### WHAT THE TASK REQUIRES
All entries are to be copied verbatim, while the pictures stay out.

⟨

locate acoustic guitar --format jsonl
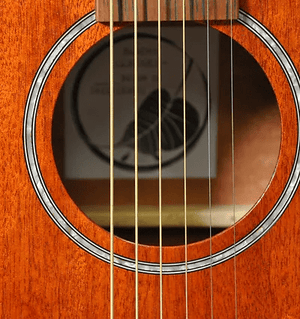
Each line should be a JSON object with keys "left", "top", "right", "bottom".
{"left": 1, "top": 0, "right": 300, "bottom": 318}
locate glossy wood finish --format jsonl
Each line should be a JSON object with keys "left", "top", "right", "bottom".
{"left": 96, "top": 0, "right": 238, "bottom": 22}
{"left": 1, "top": 0, "right": 300, "bottom": 318}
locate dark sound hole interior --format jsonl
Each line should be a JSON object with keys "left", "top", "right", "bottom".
{"left": 52, "top": 24, "right": 280, "bottom": 246}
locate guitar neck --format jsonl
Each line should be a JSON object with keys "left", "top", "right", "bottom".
{"left": 96, "top": 0, "right": 239, "bottom": 22}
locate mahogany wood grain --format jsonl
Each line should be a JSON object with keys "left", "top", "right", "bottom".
{"left": 1, "top": 0, "right": 300, "bottom": 318}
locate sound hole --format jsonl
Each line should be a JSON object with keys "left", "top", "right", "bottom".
{"left": 52, "top": 25, "right": 280, "bottom": 246}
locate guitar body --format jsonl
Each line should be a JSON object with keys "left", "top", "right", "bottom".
{"left": 1, "top": 0, "right": 300, "bottom": 318}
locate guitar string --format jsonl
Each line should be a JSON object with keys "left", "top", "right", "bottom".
{"left": 158, "top": 0, "right": 163, "bottom": 318}
{"left": 230, "top": 3, "right": 238, "bottom": 319}
{"left": 182, "top": 0, "right": 188, "bottom": 318}
{"left": 206, "top": 1, "right": 213, "bottom": 318}
{"left": 134, "top": 0, "right": 139, "bottom": 316}
{"left": 109, "top": 0, "right": 114, "bottom": 316}
{"left": 111, "top": 3, "right": 233, "bottom": 318}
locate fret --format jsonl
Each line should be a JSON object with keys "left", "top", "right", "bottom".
{"left": 96, "top": 0, "right": 239, "bottom": 22}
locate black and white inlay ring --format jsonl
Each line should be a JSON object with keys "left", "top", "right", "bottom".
{"left": 23, "top": 10, "right": 300, "bottom": 274}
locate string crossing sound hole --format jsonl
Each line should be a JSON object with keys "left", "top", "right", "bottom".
{"left": 52, "top": 25, "right": 280, "bottom": 246}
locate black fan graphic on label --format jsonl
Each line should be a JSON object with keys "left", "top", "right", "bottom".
{"left": 72, "top": 35, "right": 208, "bottom": 171}
{"left": 117, "top": 89, "right": 200, "bottom": 162}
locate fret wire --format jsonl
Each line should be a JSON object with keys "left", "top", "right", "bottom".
{"left": 230, "top": 5, "right": 238, "bottom": 319}
{"left": 109, "top": 0, "right": 114, "bottom": 316}
{"left": 134, "top": 0, "right": 139, "bottom": 316}
{"left": 182, "top": 0, "right": 188, "bottom": 317}
{"left": 158, "top": 0, "right": 163, "bottom": 317}
{"left": 206, "top": 0, "right": 213, "bottom": 318}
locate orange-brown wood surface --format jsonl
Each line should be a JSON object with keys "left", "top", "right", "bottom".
{"left": 1, "top": 0, "right": 300, "bottom": 318}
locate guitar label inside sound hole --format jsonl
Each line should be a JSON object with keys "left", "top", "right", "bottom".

⟩

### ANSWER SPACE
locate acoustic guitar --format jsonl
Each line should be a JSON object with keys "left", "top", "right", "bottom".
{"left": 1, "top": 0, "right": 300, "bottom": 318}
locate glossy wood finish --format jsonl
Each line should be a JSON object with keys "left", "top", "right", "bottom".
{"left": 96, "top": 0, "right": 238, "bottom": 22}
{"left": 1, "top": 0, "right": 300, "bottom": 318}
locate dark sound hole interior --format jsonl
Each line should be a JSON object with keys "left", "top", "right", "bottom".
{"left": 52, "top": 24, "right": 280, "bottom": 246}
locate guitar neck --format jsonl
Each line should be a JSON object with keys "left", "top", "right", "bottom".
{"left": 96, "top": 0, "right": 239, "bottom": 22}
locate mahogany wood grain --format jsonl
Each line should be a JSON object with keys "left", "top", "right", "bottom".
{"left": 1, "top": 0, "right": 300, "bottom": 318}
locate sound hole --format jsonl
Each line should be a JSON object with keys "left", "top", "right", "bottom".
{"left": 52, "top": 25, "right": 280, "bottom": 246}
locate guitar body --format jsonl
Each line should be a JSON object with keys "left", "top", "right", "bottom".
{"left": 1, "top": 0, "right": 300, "bottom": 318}
locate guitar string --format jsonl
Each line should be a JSON object with keys "left", "top", "right", "bottom".
{"left": 158, "top": 0, "right": 163, "bottom": 318}
{"left": 230, "top": 3, "right": 238, "bottom": 319}
{"left": 182, "top": 0, "right": 188, "bottom": 318}
{"left": 206, "top": 1, "right": 213, "bottom": 318}
{"left": 134, "top": 0, "right": 139, "bottom": 316}
{"left": 109, "top": 0, "right": 114, "bottom": 316}
{"left": 111, "top": 3, "right": 233, "bottom": 318}
locate fret --format jsonl
Each line should be a JSON object with keys "left", "top", "right", "bottom".
{"left": 96, "top": 0, "right": 239, "bottom": 22}
locate black and white inlay ring --format jsonl
Each line should be a JSON object with keys "left", "top", "right", "bottom".
{"left": 23, "top": 10, "right": 300, "bottom": 274}
locate string crossing sound hole --format jsonl
Each line should be a JSON object with keys "left", "top", "right", "bottom".
{"left": 52, "top": 25, "right": 280, "bottom": 246}
locate black fan graphic on label --format jsonl
Each line should be a JSON object with keys "left", "top", "right", "bottom".
{"left": 72, "top": 35, "right": 208, "bottom": 171}
{"left": 117, "top": 89, "right": 200, "bottom": 162}
locate fret wire --format jsonl
Each line should be a JSON object with keys "left", "top", "right", "bottom".
{"left": 230, "top": 5, "right": 238, "bottom": 319}
{"left": 109, "top": 0, "right": 114, "bottom": 316}
{"left": 134, "top": 0, "right": 139, "bottom": 316}
{"left": 182, "top": 0, "right": 188, "bottom": 317}
{"left": 158, "top": 0, "right": 163, "bottom": 317}
{"left": 206, "top": 0, "right": 213, "bottom": 318}
locate orange-brown wood surface --format jsonl
Each line should be a JSON object with keys "left", "top", "right", "bottom".
{"left": 1, "top": 0, "right": 300, "bottom": 318}
locate guitar label inside sound hole --format jsonl
Each line should be a JSON object with keys "left", "top", "right", "bottom".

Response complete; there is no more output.